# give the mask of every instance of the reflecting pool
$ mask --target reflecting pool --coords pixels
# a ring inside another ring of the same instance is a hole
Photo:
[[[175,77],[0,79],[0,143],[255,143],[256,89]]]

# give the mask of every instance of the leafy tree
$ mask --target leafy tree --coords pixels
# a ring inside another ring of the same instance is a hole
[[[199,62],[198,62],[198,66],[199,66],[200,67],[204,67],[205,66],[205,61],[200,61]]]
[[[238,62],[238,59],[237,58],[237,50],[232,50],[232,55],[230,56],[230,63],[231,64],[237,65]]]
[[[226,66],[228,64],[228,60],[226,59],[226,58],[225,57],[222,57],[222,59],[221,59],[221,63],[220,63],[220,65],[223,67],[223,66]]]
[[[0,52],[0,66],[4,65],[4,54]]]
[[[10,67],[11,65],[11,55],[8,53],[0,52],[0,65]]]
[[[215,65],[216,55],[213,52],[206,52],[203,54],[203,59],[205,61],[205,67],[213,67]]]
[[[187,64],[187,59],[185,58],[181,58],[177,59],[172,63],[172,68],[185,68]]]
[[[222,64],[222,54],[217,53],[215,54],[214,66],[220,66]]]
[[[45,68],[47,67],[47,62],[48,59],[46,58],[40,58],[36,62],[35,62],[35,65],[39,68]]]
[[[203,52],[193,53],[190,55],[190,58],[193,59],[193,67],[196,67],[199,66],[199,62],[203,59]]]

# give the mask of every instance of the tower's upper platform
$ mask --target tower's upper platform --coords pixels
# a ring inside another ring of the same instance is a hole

◆ **Do this**
Swap "leafy tree" for "broadleaf tree" wherever it occurs in the entries above, and give all of them again with nothing else changed.

◆ **Worked solution**
# give the mask of every instance of the reflecting pool
$ mask --target reflecting pool --coords pixels
# a ring inside another ring of the same instance is a hole
Photo:
[[[175,77],[0,79],[0,143],[255,143],[256,89]]]

# give the mask of every instance of the broadleaf tree
$ mask --target broadleaf tree --coords pixels
# a ring inside another ring of the same instance is a hole
[[[199,62],[198,62],[198,66],[199,66],[200,67],[204,67],[205,66],[205,61],[200,61]]]
[[[238,62],[238,59],[237,58],[237,50],[232,50],[232,55],[230,56],[230,63],[231,64],[237,65]]]
[[[226,66],[228,64],[228,60],[226,59],[226,58],[225,57],[222,57],[222,59],[221,59],[221,63],[220,63],[220,65],[223,67],[223,66]]]
[[[0,52],[0,66],[4,65],[4,54]]]
[[[10,67],[11,65],[11,55],[8,53],[0,52],[0,65]]]
[[[215,65],[216,55],[213,52],[206,52],[203,54],[203,59],[205,61],[205,67],[213,67]]]
[[[187,64],[187,59],[185,58],[181,58],[177,59],[172,63],[172,68],[185,68]]]
[[[222,64],[222,54],[217,53],[215,54],[214,66],[220,66]]]
[[[45,68],[47,67],[47,62],[48,59],[46,58],[40,58],[36,62],[35,62],[35,65],[39,68]]]
[[[203,52],[193,53],[190,55],[190,58],[193,59],[193,67],[196,67],[199,66],[199,62],[203,59]]]

# give the mask of every instance of the tower's upper platform
$ mask --target tower's upper platform --coords pixels
# a ring inside another ring of the same instance is a hole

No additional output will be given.